# Makita MAC2400 Oiled Twin Hot Dog Compressor



## Ottis

Great review. What does one of those go for ?


----------



## ND2ELK

Don: I paid $300 for the unit. Thanks for asking.

God Bless
tom


----------



## Splinterman

Hey Tom,
That is a sweet looking system….......well done.


----------



## a1Jim

Good review Tom
I prefer my compressors outside the shop


----------



## KentS

Thanks Tom. I've been wondering about that compressor. We've sold it several times--Feedback is always good. It seems like a great compressor.


----------



## davidroberts

I bought the exact model on Amazon about 15 months ago for my 2 car garage shop. Love it. Wouldn't trade it. Great for a DIY and hobbist. Even handled a framing nailer without missing a beat. Perfect for my pinners and brad nailers. I was very concerned about noise because I had a small oiless compressor that would run you out of the garage even with the door up. This compressor is marketed as very quite and for my money it's a dream.. Thanks for the review.


----------



## Hunterastin

i wish my compressor was quiet, i have a sixty gallon Cambal Hausfield and it is extremly loud but the advantage is it has a huge tank so it dont run that much


----------



## ahock

I used one of those on a job for awhile, it was great; couldn't keep up with a roofing nailer, but worked for a framer. It definitely is quiet, I sat it under the miter saw station and standing there could have a conversation without a problem. I love my porter cable, but I can't really have a conversation while it's running.

Thanks for the review!


----------



## moshel

Oh… I was so happy to read that there is a quite compressor… Alas, they don't sell it here in NZ.

== == ==

TO BE DONE:
1 > In the Makita compressor thread, what price did ND2ELK pay for the unit?
2 > Do these statements agree with the Makita compressor thread? Answer yes or no for each, quoting the words that decide it.
(a) davidroberts bought the compressor on Amazon.
(b) ahock says the compressor kept up with a roofing nailer.
(c) Hunterastin describes his own compressor as quiet.
3 > Write the next part of the Makita compressor thread, picking up after its final post.
The data after the text isn't needed.

Entries outlining labeled areas:
== == ==

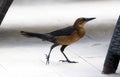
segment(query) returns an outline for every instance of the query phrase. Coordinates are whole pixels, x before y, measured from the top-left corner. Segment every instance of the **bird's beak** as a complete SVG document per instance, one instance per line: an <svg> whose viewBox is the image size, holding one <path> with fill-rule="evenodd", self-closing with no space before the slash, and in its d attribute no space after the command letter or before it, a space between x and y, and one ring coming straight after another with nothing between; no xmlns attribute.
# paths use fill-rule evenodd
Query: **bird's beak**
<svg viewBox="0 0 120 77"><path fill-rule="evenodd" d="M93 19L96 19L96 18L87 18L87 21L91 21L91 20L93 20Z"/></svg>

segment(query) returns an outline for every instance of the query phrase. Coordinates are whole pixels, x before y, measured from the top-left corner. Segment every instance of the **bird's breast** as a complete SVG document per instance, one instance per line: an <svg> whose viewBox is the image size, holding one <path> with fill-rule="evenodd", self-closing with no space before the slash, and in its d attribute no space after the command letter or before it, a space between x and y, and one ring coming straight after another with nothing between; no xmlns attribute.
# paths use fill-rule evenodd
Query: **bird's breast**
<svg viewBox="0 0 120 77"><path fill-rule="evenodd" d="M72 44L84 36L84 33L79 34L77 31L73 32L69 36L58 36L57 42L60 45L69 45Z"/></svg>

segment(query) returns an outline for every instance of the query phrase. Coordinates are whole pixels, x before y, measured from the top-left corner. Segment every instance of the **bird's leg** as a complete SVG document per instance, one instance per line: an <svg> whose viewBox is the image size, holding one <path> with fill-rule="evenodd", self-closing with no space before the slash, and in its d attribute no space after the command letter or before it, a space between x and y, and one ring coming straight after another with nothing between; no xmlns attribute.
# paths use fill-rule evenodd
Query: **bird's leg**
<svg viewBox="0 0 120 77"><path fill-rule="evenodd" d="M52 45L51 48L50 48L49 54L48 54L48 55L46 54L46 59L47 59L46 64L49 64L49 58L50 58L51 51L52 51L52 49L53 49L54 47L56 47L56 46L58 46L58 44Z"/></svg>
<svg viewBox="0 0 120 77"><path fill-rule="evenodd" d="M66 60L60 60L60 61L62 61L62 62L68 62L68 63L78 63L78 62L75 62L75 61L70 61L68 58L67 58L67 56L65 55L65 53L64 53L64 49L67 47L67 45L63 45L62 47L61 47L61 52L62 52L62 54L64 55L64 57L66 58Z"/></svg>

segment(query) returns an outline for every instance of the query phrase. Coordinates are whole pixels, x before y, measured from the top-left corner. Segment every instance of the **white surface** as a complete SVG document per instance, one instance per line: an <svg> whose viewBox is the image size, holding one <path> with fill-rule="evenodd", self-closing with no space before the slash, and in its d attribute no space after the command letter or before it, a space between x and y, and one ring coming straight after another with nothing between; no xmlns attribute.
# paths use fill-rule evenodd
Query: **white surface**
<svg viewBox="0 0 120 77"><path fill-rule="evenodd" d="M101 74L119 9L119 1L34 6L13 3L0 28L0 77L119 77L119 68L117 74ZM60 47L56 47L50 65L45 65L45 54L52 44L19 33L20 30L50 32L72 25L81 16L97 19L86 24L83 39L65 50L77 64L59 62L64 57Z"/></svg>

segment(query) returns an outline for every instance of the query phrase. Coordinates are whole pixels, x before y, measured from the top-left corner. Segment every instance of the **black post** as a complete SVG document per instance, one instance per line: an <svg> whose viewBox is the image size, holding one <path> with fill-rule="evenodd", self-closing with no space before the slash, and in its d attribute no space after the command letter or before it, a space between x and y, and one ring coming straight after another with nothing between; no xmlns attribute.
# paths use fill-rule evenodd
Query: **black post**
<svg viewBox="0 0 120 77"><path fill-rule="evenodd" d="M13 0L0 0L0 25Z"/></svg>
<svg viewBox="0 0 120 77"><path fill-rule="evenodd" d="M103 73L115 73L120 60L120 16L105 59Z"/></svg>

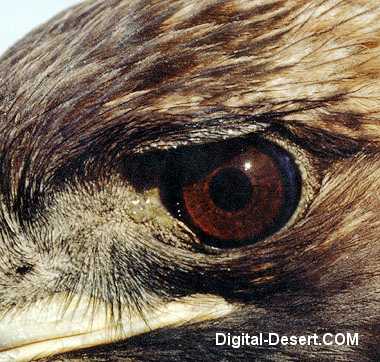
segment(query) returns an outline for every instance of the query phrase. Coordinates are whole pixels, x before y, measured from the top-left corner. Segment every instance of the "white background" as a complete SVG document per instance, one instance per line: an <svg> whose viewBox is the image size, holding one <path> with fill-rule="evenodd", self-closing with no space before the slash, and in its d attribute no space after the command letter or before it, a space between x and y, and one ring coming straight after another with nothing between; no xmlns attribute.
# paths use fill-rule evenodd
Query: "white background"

== == ==

OUTPUTS:
1 > $300.

2 >
(a) Yes: "I bought the exact model on Amazon about 15 months ago"
(b) No: "couldn't keep up with a roofing nailer"
(c) No: "it is extremly loud"

3 >
Thats sad.
My compressor can be heard through 3 doors. and it gives my an adrenaline rush every time it starts when I am working.


----------



## thiel

FYI… I am seeing these Factory Reconditioned with warranty on Ebay (username rafsupply) for $179! I don't know a thing about the seller, but they have a good reputation on ebay and a professional website. Apparently they are a certifed Makita Reconditioned dealer too…


----------



## thiel

Ended up picking up that refurb. It's perfect! Can't tell it's not new.

I can confirm… this thing is QUIET. I now have it mounted right in the bottom of my workbench and it cycles on and off without giving me even a flinch.


----------



## BriMtl

I have that compressor. Bought it after reading nothing but great reviews everywhere.
It's relative quietness is one of it's best features.
It is pretty heavy for carrying but I notice some owners have it tied to a hand truck.


----------



## Dustin

I love these Makita compressors. I've got the 3hp which is a little bit louder but not by much and it's still unbelievably quiet. I wish they made 240V stationary compressors too.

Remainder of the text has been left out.